Quoted text:
That's the sort of numbers for the big hitters on tour 

Don't think I have witnessed anyone hitting a 5 iron that far as an average


----------



## Val (Sep 24, 2015)

Maybe 5i and 5w are being mixed up


----------



## chris1976x (Sep 24, 2015)

I've not read the whole thread.

But I just thought I would chip in. I am new to golf, started playing in june. I hit the ball 170-180 yards with a 5 hybrid off the floor, 160-170 6 iron and so on, about 220 with 3w on a tee and about 250 with driver.

But this is all on a driving range, I hit many slices with the driver and woods, more than I do straight. I hit quite a few pulls and hooks with the irons, prob about 25% are pulled or hooked. When I go to the course, I often hit the fairway, but unfortunately its not the fairway of the hole I am playing. Only been on a course 3 times and my best is 130!

I would love to be able to hit the ball straight every time, even if I lost 30 yards off each club. I think control is much better than distance.

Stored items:

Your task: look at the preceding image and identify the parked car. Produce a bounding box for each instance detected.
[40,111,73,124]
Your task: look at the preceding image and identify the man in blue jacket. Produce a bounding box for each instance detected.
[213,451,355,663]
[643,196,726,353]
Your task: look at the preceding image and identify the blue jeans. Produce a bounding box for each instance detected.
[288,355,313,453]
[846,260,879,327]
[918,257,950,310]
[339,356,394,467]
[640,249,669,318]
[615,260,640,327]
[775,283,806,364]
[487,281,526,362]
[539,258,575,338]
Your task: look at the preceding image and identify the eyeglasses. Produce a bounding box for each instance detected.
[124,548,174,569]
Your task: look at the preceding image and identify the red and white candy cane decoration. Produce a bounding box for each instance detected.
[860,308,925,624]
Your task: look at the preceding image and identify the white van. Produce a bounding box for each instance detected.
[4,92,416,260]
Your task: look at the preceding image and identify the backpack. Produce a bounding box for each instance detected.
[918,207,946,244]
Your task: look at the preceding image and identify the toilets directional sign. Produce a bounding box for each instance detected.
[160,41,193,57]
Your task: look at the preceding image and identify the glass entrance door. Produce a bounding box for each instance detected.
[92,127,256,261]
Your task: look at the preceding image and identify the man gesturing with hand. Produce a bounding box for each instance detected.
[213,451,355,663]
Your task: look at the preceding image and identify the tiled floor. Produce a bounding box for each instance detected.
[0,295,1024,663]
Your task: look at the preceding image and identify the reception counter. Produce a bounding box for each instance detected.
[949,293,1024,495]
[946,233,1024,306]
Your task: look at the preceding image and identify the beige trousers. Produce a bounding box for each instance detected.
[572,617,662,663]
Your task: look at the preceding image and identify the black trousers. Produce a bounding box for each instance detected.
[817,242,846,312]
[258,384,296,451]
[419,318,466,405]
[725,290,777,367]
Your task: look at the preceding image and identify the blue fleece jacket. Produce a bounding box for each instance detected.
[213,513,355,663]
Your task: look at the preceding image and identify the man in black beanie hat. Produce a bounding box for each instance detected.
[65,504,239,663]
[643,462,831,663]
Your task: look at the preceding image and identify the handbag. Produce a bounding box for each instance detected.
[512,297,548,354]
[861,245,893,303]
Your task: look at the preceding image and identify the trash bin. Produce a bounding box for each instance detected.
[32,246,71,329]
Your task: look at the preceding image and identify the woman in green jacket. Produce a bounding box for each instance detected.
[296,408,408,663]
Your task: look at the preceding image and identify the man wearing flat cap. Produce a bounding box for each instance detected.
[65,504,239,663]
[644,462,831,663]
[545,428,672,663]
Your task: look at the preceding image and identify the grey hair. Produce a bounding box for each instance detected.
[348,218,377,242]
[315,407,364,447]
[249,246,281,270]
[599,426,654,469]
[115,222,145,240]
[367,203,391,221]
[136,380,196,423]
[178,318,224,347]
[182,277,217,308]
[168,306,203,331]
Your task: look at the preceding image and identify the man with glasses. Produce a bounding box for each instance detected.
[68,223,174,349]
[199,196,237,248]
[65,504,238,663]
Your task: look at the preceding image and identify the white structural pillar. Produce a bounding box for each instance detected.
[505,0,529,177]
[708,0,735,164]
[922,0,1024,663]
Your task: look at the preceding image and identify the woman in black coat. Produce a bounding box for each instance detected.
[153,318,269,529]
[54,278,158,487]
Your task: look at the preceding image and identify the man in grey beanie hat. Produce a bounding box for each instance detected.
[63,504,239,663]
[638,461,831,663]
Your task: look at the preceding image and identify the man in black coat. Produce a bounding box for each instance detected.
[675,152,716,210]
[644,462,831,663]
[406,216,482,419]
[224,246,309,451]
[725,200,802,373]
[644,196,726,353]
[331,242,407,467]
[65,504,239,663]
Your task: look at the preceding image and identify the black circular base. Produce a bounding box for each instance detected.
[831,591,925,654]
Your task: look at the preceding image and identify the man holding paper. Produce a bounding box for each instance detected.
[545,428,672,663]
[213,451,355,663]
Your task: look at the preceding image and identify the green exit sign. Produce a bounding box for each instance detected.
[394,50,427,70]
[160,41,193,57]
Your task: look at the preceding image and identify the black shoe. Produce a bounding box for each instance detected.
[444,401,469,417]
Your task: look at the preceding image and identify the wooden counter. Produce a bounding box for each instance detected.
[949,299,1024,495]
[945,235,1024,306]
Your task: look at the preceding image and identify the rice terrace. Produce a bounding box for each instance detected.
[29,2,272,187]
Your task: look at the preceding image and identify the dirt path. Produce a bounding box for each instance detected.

Written tasks:
a – In the golf forum thread, in what month did chris1976x start playing golf?
b – Swap "big hitters" for "long hitters" and write out the golf forum thread again from "That's the sort" up to and including "Val (Sep 24, 2015)".
The stored items are separate from the golf forum thread.

Exercise solutions:
a – June

b –
That's the sort of numbers for the long hitters on tour 

Don't think I have witnessed anyone hitting a 5 iron that far as an average


----------



## Val (Sep 24, 2015)